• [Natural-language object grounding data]
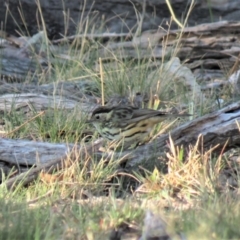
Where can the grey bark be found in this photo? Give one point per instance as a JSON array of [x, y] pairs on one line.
[[113, 16]]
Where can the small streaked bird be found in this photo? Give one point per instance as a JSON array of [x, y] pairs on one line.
[[127, 123]]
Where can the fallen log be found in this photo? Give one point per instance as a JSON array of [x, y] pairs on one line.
[[219, 129]]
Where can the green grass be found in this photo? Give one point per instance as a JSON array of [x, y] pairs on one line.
[[90, 198]]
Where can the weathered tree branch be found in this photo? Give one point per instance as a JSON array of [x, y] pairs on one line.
[[218, 128]]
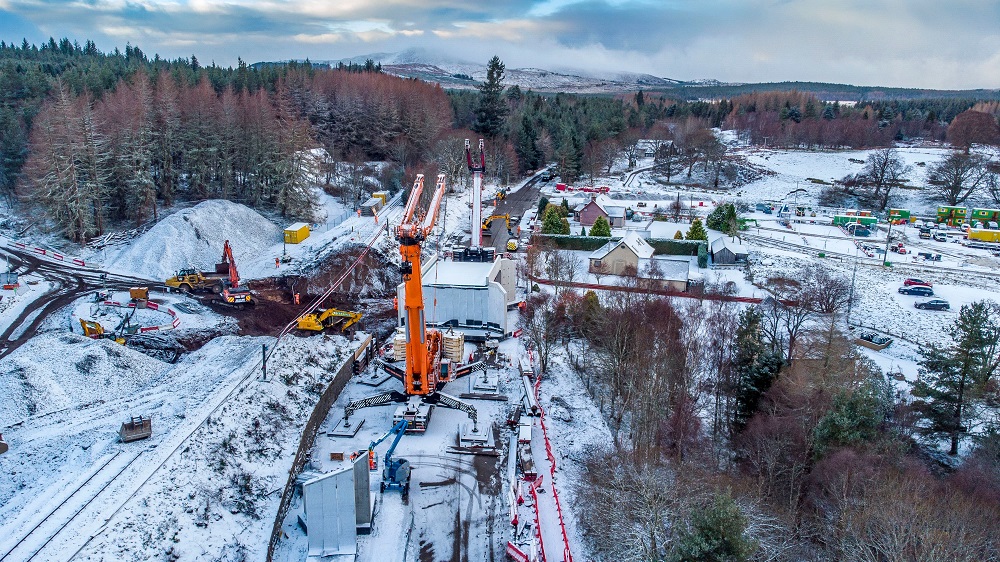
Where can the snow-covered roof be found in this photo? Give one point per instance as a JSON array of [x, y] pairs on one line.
[[729, 243], [632, 240], [638, 245], [604, 250], [665, 230], [671, 269]]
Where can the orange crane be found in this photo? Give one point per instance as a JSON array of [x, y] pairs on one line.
[[422, 375], [231, 292]]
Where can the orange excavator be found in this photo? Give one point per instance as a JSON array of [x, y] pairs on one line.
[[423, 373]]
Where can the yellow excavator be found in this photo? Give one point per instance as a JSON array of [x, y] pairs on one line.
[[94, 330], [321, 319], [489, 220]]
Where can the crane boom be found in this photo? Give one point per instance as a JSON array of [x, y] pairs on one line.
[[423, 346]]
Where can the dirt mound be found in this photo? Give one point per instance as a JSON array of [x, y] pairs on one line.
[[194, 237], [369, 290]]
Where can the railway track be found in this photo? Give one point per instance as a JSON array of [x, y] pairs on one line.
[[764, 241], [56, 517]]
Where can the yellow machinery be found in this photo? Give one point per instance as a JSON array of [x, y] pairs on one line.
[[94, 330], [317, 321], [489, 220]]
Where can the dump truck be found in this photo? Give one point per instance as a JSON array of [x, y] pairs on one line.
[[328, 318]]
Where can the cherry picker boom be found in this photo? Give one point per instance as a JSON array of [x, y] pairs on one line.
[[424, 372]]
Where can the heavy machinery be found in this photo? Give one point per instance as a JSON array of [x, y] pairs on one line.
[[395, 471], [489, 220], [224, 281], [93, 329], [424, 371], [328, 318], [476, 168]]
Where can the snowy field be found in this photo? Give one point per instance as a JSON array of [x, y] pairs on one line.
[[220, 432]]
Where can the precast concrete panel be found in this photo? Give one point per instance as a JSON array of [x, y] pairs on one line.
[[329, 507]]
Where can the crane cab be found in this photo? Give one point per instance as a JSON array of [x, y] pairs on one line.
[[417, 413]]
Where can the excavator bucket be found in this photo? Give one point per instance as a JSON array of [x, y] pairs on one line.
[[91, 329]]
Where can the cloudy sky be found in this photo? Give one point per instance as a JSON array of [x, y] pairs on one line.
[[942, 44]]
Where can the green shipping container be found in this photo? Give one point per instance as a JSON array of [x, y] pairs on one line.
[[953, 216], [296, 233]]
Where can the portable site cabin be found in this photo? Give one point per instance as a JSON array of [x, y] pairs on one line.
[[296, 233], [371, 207], [136, 429], [985, 216], [984, 235], [952, 216], [842, 220], [898, 216]]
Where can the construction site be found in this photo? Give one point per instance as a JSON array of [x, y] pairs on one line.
[[435, 449], [419, 437]]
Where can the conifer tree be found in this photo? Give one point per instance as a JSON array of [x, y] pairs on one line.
[[492, 108], [601, 228], [697, 231]]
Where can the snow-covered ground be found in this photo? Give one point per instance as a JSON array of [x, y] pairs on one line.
[[177, 494]]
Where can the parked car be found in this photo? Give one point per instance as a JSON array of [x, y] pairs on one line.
[[933, 304]]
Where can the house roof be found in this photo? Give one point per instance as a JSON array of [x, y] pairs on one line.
[[632, 241], [670, 269], [730, 244], [604, 250]]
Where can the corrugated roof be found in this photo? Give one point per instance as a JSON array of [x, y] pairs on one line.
[[732, 245], [632, 240]]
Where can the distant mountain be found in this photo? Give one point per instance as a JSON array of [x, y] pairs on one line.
[[455, 73]]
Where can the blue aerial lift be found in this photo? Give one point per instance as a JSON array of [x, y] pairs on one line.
[[395, 472]]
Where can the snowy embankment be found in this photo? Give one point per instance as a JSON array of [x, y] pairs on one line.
[[216, 499], [193, 238], [36, 381]]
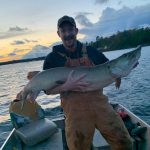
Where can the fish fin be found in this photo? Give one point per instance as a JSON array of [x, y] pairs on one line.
[[117, 83]]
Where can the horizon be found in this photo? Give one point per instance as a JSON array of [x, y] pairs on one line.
[[27, 25]]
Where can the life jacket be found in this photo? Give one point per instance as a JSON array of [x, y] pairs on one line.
[[79, 61]]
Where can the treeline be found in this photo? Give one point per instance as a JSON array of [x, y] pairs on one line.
[[123, 40], [22, 60]]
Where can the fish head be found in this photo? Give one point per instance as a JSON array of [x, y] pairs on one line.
[[123, 65]]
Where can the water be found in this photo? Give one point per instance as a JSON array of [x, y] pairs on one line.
[[134, 92]]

• [TASK BRIEF] What is needed is an exact copy of the line containing "Where can the fish head" and each line after it, through the final line of the entries above.

• [ANSWER SECTION]
Where can the fish head be found in this photo? Give one point per instance as a JSON array of [x, y] pairs on one line.
[[123, 65]]
Where can the water be found in this photo? Give one point per instance as a JSON array of [x, y] pairs on one line.
[[134, 92]]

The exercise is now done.